## What is expected
Only the lines from the beginning of the data below through the line that contains "Target: sock" should be repeated, exactly as written.

## Provided data
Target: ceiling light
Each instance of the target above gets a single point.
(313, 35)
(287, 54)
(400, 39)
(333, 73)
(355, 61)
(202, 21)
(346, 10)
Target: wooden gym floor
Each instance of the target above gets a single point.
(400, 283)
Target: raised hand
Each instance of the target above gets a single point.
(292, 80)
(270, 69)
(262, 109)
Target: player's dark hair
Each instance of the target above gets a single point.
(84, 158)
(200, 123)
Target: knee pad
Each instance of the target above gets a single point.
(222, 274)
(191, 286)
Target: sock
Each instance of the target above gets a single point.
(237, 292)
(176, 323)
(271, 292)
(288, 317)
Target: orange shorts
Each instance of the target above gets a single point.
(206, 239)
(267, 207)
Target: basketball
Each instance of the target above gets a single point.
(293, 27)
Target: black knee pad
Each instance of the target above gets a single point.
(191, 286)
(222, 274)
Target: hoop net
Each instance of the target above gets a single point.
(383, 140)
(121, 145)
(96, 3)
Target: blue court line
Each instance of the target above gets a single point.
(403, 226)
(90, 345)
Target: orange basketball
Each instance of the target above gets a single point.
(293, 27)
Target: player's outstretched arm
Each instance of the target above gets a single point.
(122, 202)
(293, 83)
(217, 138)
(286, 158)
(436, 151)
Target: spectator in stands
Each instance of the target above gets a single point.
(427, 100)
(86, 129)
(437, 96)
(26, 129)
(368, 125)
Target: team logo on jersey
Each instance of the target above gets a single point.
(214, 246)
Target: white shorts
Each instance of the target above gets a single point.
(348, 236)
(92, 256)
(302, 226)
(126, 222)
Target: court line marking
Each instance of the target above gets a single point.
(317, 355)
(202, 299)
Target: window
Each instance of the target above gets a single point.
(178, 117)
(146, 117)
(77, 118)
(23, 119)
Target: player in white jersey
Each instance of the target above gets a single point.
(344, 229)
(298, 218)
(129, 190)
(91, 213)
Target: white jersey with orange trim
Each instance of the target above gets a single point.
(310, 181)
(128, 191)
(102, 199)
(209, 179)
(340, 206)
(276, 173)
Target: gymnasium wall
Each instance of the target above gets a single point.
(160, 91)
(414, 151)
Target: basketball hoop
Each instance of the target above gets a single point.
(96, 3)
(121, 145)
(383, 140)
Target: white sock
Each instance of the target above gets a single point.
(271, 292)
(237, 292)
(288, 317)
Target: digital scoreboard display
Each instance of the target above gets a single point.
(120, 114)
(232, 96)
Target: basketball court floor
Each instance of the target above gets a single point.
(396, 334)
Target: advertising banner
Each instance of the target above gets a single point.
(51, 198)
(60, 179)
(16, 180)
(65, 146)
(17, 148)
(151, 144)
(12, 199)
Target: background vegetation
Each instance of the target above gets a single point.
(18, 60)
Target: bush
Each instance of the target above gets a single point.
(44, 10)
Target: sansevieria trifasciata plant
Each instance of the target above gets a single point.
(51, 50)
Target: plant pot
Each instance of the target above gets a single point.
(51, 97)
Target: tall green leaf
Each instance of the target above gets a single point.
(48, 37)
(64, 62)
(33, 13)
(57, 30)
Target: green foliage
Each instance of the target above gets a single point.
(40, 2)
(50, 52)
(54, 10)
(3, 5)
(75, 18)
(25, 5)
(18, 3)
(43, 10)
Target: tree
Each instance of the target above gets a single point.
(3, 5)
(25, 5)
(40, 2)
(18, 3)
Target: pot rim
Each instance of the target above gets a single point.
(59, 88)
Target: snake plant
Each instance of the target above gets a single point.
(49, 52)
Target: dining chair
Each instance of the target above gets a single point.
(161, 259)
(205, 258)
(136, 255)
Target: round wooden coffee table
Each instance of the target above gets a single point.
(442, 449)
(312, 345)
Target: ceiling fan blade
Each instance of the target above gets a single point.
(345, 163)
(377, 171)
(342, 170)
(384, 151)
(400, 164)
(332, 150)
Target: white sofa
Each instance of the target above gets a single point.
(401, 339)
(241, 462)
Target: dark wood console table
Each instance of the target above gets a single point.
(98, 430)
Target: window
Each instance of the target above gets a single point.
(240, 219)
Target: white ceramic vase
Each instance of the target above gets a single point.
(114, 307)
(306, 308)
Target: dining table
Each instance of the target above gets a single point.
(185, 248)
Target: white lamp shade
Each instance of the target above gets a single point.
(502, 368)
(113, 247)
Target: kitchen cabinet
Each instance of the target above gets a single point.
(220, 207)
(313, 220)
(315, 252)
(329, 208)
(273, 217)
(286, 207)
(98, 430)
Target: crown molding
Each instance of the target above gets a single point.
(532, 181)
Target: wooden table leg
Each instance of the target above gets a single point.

## Result
Target: ceiling light
Each instance of the target above gets a single point.
(313, 35)
(287, 54)
(400, 39)
(333, 73)
(355, 61)
(202, 21)
(346, 10)
Target: wooden gym floor
Each instance of the target above gets a single point.
(400, 283)
Target: raised hand
Each instance of the target above gets a single point.
(292, 80)
(270, 69)
(262, 109)
Target: player's dark hair
Each instance of the target above gets a single point.
(84, 158)
(200, 123)
Target: knee pad
Each instance of the target above gets a single point.
(222, 274)
(191, 286)
Target: sock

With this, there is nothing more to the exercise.